Problem statement
Lines with the word "long" in them must be copied from the records below.

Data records
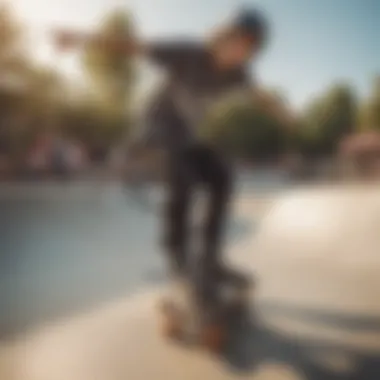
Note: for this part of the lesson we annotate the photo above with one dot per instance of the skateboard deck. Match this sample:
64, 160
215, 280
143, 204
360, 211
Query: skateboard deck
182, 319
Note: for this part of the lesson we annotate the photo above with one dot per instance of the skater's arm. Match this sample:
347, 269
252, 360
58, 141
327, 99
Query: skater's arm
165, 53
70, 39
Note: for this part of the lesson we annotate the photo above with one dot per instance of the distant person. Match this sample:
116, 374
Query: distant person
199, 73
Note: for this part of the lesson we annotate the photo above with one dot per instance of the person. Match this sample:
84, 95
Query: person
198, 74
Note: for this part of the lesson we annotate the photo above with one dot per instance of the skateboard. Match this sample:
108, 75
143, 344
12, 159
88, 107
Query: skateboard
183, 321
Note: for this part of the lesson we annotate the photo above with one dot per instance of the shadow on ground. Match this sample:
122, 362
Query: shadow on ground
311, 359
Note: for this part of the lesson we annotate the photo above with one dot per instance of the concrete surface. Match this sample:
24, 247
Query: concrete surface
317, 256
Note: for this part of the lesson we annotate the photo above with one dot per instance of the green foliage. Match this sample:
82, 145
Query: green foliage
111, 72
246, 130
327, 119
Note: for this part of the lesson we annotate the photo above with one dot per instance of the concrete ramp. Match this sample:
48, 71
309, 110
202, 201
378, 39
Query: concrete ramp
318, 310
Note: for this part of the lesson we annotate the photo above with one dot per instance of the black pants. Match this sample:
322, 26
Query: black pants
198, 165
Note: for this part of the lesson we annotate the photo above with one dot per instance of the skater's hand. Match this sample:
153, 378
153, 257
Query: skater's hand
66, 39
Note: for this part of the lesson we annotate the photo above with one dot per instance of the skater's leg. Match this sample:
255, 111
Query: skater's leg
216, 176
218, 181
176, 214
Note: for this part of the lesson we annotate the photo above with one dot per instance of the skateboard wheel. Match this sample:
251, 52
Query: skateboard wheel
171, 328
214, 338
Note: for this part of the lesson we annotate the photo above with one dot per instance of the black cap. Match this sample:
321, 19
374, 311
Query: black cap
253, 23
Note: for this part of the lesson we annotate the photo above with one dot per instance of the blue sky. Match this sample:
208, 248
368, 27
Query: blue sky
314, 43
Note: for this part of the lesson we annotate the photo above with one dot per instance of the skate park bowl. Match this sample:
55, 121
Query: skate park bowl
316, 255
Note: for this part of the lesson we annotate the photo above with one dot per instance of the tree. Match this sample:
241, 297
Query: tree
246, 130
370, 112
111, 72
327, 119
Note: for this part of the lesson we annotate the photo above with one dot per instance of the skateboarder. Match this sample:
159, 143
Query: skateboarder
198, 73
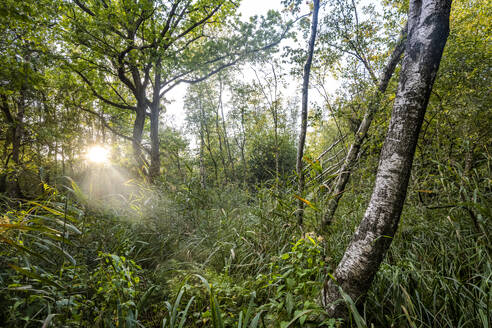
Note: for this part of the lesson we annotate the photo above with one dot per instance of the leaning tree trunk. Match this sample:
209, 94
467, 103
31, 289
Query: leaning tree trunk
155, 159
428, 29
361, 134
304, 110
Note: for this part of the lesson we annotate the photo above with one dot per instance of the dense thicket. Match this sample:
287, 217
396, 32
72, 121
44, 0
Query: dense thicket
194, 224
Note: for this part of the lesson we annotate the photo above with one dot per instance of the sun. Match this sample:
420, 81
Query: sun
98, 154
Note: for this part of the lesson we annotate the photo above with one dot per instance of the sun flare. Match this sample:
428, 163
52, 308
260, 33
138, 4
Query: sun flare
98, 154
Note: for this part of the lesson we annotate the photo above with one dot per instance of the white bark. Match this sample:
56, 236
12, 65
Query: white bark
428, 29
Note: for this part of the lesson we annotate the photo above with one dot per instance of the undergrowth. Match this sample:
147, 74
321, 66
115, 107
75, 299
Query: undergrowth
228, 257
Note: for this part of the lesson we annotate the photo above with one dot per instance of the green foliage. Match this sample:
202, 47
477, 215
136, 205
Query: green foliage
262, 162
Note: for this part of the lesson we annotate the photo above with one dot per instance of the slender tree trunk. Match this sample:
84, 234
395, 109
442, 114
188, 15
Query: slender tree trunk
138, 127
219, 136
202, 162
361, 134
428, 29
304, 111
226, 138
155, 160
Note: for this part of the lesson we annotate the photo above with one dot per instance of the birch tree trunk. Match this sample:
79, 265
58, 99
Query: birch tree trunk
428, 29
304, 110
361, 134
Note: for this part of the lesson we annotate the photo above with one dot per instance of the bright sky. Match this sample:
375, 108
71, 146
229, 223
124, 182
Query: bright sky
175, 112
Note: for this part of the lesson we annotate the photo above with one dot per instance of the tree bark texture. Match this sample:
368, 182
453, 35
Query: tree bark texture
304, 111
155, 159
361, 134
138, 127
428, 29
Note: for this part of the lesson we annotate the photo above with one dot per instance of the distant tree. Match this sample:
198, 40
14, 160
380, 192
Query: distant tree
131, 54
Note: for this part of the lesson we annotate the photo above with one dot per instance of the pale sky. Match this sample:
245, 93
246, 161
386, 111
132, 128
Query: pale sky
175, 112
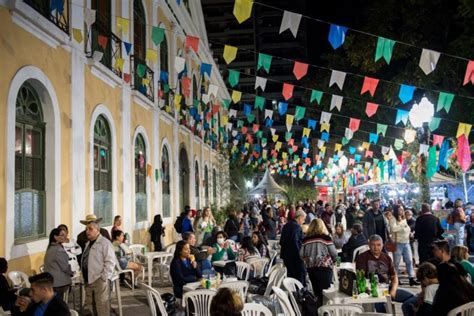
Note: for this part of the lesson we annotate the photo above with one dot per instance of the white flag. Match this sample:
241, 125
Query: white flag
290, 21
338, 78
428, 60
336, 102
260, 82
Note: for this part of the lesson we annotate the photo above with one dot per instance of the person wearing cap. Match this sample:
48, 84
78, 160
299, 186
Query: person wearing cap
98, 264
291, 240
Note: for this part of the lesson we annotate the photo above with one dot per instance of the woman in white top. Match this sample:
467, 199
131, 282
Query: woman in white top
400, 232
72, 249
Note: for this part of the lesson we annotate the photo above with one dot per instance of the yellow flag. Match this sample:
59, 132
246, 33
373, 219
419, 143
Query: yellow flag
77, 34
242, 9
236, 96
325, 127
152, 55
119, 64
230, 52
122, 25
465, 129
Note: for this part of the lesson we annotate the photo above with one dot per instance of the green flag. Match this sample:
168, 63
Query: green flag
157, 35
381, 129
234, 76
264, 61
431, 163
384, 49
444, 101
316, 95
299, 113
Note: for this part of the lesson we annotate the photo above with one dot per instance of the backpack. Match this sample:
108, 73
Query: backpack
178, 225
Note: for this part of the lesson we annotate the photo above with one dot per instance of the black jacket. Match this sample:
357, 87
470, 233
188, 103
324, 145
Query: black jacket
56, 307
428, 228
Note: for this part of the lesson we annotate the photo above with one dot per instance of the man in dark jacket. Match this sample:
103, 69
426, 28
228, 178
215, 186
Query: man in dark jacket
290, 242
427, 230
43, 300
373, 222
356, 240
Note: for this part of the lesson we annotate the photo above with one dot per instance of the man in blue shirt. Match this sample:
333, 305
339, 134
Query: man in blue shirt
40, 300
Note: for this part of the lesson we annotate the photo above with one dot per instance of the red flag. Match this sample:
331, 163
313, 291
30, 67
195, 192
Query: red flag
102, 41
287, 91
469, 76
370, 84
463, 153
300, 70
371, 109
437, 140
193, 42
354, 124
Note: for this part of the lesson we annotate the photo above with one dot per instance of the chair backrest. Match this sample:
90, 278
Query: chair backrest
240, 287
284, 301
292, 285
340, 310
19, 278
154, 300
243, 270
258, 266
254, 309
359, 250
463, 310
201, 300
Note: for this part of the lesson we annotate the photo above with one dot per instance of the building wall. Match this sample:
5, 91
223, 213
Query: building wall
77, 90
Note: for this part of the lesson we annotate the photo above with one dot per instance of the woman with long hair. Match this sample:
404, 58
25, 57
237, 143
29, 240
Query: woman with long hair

Exercise output
Note: for this part of the lesson we annotate the photo above with one dot per instance of the woman with long hair. Match this sample:
Query: woman with long hair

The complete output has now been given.